-- SUPPLIED TEXT follows --

California Court of Appeals, First District, Fifth Division
Jun 29, 2011
No. A127046 (Cal. Ct. App. Jun. 29, 2011)

Opinion


THE PEOPLE, Plaintiff and Respondent, v. LUCERO NATALY HERRERA, Defendant and Appellant. A127046 California Court of Appeal, First District, Fifth Division June 29, 2011

NOT TO BE PUBLISHED

Contra Costa County Super. Ct. No. 5-090731-1.

SIMONS, Acting P.J.

Defendant Lucero Nataly Herrera (appellant) appeals her conviction by jury trial of receiving stolen property, to wit, a cell phone (Pen. Code, § 496, subd. (a)) (count 2). Her sole contention on appeal is that the court erred in failing to sua sponte instruct the jury on the defense of duress. We disagree and affirm.

The jury acquitted appellant of the offense of second degree robbery and the lesser offense of petty theft (Pen. Code, §§ 211, 212.5, subd. (c), 484, 488) (count 1). She was sentenced to three years’ probation.

BACKGROUND

Shortly after midnight on May 6, 2009, Martin Ramirez drove to a Concord 7 Eleven store where he purchased cigarettes and condoms. While he was seated in his car about to light a cigarette, a woman, later identified as appellant, approached the car, tapped on the window and gestured that she wanted a cigarette. Appellant had two black eyes. Ramirez signaled to her that the car door was open. She then entered the car and asked Ramirez if he wanted sex. Ramirez responded, “Let me think.”

About a minute later, Ramirez heard his car’s rear door open. When he tried to turn around, a man, later identified as Brandon Smith, grabbed him by the neck. In English, Smith said to Ramirez, “Give me your wallet and your money.” When Ramirez said he didn’t understand, appellant translated Smith’s demand into Spanish. Ramirez was scared. After Smith said something to appellant about “the key, ” she turned the car off and took Ramirez’s key and cell phone, which was located next to the gear shift. Appellant then left the car. After struggling with Smith for a few minutes, Ramirez was able to free himself and exit the car.

Ramirez subsequently testified that he did not see appellant take his keys out of the ignition; but later, when he was fighting and arguing with Smith, appellant had the keys in her hand.

Smith got out of the car and appellant was standing on the sidewalk about 20 feet in front of Ramirez’s car. Ramirez wanted to retrieve his keys and cell phone from appellant, but Smith positioned himself in a “fighting stance” between Ramirez and appellant. Ramirez and Smith argued and Smith threw a rock at Ramirez’s car window. Ramirez and Smith followed each other around the car while appellant remained two car lengths away on the sidewalk.

-- SUPPLIED TEXT concluded --

[WHAT YOU NEED TO DO]:
(1) According to the court opinion, what did Ramirez buy at the Concord 7 Eleven store?
(2) Repeat the portion of the court opinion from "About a minute" to "exit the car.", word for word.

-- DATA follows --

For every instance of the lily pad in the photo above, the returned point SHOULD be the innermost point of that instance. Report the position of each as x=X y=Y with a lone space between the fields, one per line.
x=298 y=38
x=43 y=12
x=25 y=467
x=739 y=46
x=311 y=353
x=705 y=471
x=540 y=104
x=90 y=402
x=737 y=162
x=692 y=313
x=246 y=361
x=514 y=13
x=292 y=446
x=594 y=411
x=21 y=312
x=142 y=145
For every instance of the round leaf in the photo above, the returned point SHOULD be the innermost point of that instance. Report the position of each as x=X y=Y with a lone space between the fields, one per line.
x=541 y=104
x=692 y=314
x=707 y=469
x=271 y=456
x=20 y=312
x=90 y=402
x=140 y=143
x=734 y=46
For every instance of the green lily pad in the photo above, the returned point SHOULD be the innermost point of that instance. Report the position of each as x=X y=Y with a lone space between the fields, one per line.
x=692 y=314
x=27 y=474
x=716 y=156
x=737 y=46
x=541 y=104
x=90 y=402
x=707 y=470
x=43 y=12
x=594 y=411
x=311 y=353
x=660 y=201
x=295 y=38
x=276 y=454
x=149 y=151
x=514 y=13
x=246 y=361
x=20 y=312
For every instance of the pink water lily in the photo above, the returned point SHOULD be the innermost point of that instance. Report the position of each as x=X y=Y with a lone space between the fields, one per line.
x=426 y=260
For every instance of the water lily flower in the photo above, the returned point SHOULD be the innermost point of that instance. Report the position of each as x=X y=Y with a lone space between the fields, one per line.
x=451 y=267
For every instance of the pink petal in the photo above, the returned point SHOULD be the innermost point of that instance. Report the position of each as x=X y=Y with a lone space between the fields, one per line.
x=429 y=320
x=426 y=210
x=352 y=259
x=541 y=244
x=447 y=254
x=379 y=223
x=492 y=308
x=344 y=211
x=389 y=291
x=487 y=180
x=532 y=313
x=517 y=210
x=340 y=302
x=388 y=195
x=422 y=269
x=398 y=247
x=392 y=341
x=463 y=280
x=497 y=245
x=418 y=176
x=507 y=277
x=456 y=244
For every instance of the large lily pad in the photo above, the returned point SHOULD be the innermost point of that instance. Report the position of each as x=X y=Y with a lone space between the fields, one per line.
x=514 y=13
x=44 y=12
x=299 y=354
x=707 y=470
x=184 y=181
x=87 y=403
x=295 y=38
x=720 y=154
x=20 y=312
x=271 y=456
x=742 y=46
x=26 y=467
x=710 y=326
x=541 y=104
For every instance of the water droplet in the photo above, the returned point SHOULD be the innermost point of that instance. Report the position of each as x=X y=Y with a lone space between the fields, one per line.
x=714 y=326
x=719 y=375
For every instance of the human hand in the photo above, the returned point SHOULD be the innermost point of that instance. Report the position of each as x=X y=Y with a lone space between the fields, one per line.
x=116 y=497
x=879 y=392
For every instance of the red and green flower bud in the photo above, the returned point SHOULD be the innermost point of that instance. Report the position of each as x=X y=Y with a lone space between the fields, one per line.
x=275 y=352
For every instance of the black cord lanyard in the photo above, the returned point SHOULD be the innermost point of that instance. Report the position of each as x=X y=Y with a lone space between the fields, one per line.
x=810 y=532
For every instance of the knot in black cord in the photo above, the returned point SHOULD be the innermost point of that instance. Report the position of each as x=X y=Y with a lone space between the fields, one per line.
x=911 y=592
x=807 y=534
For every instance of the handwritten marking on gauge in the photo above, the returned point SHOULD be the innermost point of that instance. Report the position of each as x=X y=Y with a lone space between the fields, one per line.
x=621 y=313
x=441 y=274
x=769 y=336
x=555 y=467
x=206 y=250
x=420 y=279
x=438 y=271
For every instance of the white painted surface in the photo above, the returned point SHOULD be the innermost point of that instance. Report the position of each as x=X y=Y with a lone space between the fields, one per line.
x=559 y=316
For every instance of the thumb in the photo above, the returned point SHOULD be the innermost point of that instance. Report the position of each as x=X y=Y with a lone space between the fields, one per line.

-- DATA concluded --

[TASK-BY-TASK OUTPUTS]:
(1) Cigarettes and condoms.

(2)
About a minute later, Ramirez heard his car’s rear door open. When he tried to turn around, a man, later identified as Brandon Smith, grabbed him by the neck. In English, Smith said to Ramirez, “Give me your wallet and your money.” When Ramirez said he didn’t understand, appellant translated Smith’s demand into Spanish. Ramirez was scared. After Smith said something to appellant about “the key, ” she turned the car off and took Ramirez’s key and cell phone, which was located next to the gear shift. Appellant then left the car. After struggling with Smith for a few minutes, Ramirez was able to free himself and exit the car.